Begin PROVIDED RECORDS
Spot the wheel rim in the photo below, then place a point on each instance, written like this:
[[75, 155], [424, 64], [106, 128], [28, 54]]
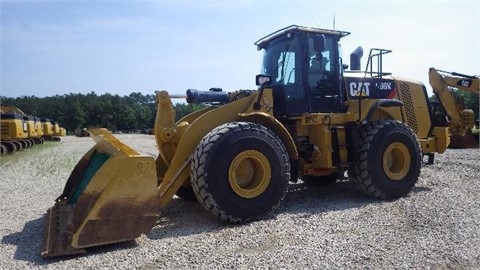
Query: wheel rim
[[249, 174], [396, 161]]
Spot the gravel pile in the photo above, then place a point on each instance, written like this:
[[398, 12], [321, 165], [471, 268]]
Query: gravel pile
[[437, 226]]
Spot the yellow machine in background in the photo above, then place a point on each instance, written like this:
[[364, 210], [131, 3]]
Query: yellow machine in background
[[19, 131], [452, 112], [310, 119]]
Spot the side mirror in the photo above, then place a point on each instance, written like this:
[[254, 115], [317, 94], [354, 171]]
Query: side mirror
[[319, 43], [355, 58], [263, 80]]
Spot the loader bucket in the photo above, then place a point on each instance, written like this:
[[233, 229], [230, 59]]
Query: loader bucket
[[110, 196]]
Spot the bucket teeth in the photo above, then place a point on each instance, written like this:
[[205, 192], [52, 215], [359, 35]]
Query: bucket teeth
[[57, 240]]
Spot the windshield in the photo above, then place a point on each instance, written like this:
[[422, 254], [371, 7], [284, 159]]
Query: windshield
[[279, 61]]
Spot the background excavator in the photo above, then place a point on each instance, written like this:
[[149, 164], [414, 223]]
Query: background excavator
[[451, 111], [310, 119]]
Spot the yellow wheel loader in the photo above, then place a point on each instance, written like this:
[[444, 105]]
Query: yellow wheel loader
[[451, 111], [310, 119], [13, 129]]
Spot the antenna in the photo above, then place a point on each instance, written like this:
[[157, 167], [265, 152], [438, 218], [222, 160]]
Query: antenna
[[334, 20]]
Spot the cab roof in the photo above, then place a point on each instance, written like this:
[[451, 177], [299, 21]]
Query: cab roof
[[265, 40]]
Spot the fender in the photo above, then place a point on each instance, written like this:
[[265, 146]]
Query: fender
End PROVIDED RECORDS
| EXERCISE OBJECTIVE |
Convert all the lines above into a numbered list, omitting blank lines and any pictures.

| TASK OUTPUT |
1. Spot the wheel rim in the photo below, then place a point on each instance, written like this:
2. [[75, 155], [424, 64], [106, 128], [28, 54]]
3. Query: wheel rim
4. [[249, 174], [396, 161]]
5. Spot the gravel pile in the photo above, then place a point on each instance, written like this:
6. [[398, 12], [321, 165], [471, 268]]
7. Query: gravel pile
8. [[437, 226]]
9. Spot the yellow machine in background in the photo above, then place a point on each instance, written like this:
10. [[364, 210], [131, 3]]
11. Query: yellow machine in background
12. [[19, 131], [452, 112], [310, 119]]
13. Spot the side mirror in the photo above, then place a point on each instance, written like this:
14. [[254, 115], [317, 94], [354, 171]]
15. Query: side mirror
16. [[319, 43], [355, 58], [263, 80]]
17. Spot the loader bucket in the photo above, then place a point on each instance, written like this:
18. [[233, 229], [230, 59]]
19. Query: loader bucket
20. [[110, 196]]
21. Spot the bucket teeth in the photo above, then place a point on each instance, written like this:
22. [[205, 192], [52, 215], [359, 35]]
23. Query: bucket teeth
24. [[57, 240]]
25. Spot the windshield in the photo above, then place a point on each instance, written like this:
26. [[422, 254], [371, 7], [284, 159]]
27. Query: windshield
28. [[279, 61]]
29. Spot the background excavator in the photo above, then place a point on each instance, written like this:
30. [[149, 164], [414, 223]]
31. Query: background excavator
32. [[451, 111], [310, 119]]
33. Spot the yellow wheel loader in the photo above, then place a point on each instance, written like this:
34. [[444, 105]]
35. Query: yellow wheel loader
36. [[451, 111], [310, 119], [13, 129]]
37. Spot the antenna in the photo above, then place a point on each instance, written like this:
38. [[157, 167], [265, 152], [438, 218], [222, 160]]
39. Query: antenna
40. [[334, 20]]
41. Spot the cab roof in the photo above, then place a point on each instance, written like this:
42. [[451, 177], [299, 21]]
43. Query: cab roof
44. [[265, 40]]
45. Spot the fender in the photo above, then place a point on each instance, written like this:
46. [[265, 146]]
47. Query: fender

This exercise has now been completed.